TESTO DI RIFERIMENTO »

● ● ●

Rabbia e virus Nipah: quando l'orologio corre
Sempre nel 2021, ma nello stato indiano del Kerala, è stato ristretto un potenziale focolaio d'infezione da virus Nipah a un singolo caso. Si parla di un virus che circola tra i pipistrelli, per cui non esiste un vaccino e che ha un tasso di mortalità per gli essere umani che oscilla tra il 50% e il 75%.
Il caso risale alla fine di agosto del 2021. Protagonista un giovane di 12 anni, portato in una clinica locale per il manifestarsi di mal di testa e una leggera febbre. Nei tre giorni successivi i sintomi peggiorano. Il ragazzo, nel frattempo trasferito in un altro ospedale, è disorientato e perde conoscenza. Ma il personale sanitario locale ha già fronteggiato un'infezione di quel tipo. È preparato. Il 4 settembre il caso di Nipah è confermato e le autorità sanitarie implementano tutte le misure - a livello locale, regionale e statale - per contenere una diffusione del virus. Non servirà purtroppo a salvare la vita del 12enne, che purtroppo morirà il giorno successivo. Ma l'epidemia fu stroncata sul nascere.
Più recentemente, nel marzo di quest'anno, la reazione tempestiva messa in campo dalle autorità sanitarie ha contenuto un potenziale focolaio di rabbia; una malattia virale che, in assenza di trattamenti immediati, ha quasi sempre un esito nefasto. Il caso è avvenuto in Tanzania, un paese in cui questa malattia uccide in media 1'500 persone ogni anno. Il protagonista, anche in questo caso, è un ragazzino di 12 anni, morsicato da un cane un paio di settimane prima e deceduto un paio d'ore dopo il suo arrivo in ospedale. Nel giro di 24 ore, il personale medico ha notificato il caso - in quel momento ancora presunto - di rabbia alle autorità sanitarie.

● ● ●

SEZIONE DATI »

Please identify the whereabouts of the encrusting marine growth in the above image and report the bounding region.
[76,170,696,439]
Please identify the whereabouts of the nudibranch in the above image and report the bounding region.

● ● ●

DETTAGLI DEL PROBLEMA »
Trascrivi parola per parola il passo del testo su rabbia e virus Nipah che comincia con "Il caso risale" e prosegue fino a "stroncata sul nascere.".

SOLUZIONE PROPOSTA »
Il caso risale alla fine di agosto del 2021. Protagonista un giovane di 12 anni, portato in una clinica locale per il manifestarsi di mal di testa e una leggera febbre. Nei tre giorni successivi i sintomi peggiorano. Il ragazzo, nel frattempo trasferito in un altro ospedale, è disorientato e perde conoscenza. Ma il personale sanitario locale ha già fronteggiato un'infezione di quel tipo. È preparato. Il 4 settembre il caso di Nipah è confermato e le autorità sanitarie implementano tutte le misure - a livello locale, regionale e statale - per contenere una diffusione del virus. Non servirà purtroppo a salvare la vita del 12enne, che purtroppo morirà il giorno successivo. Ma l'epidemia fu stroncata sul nascere.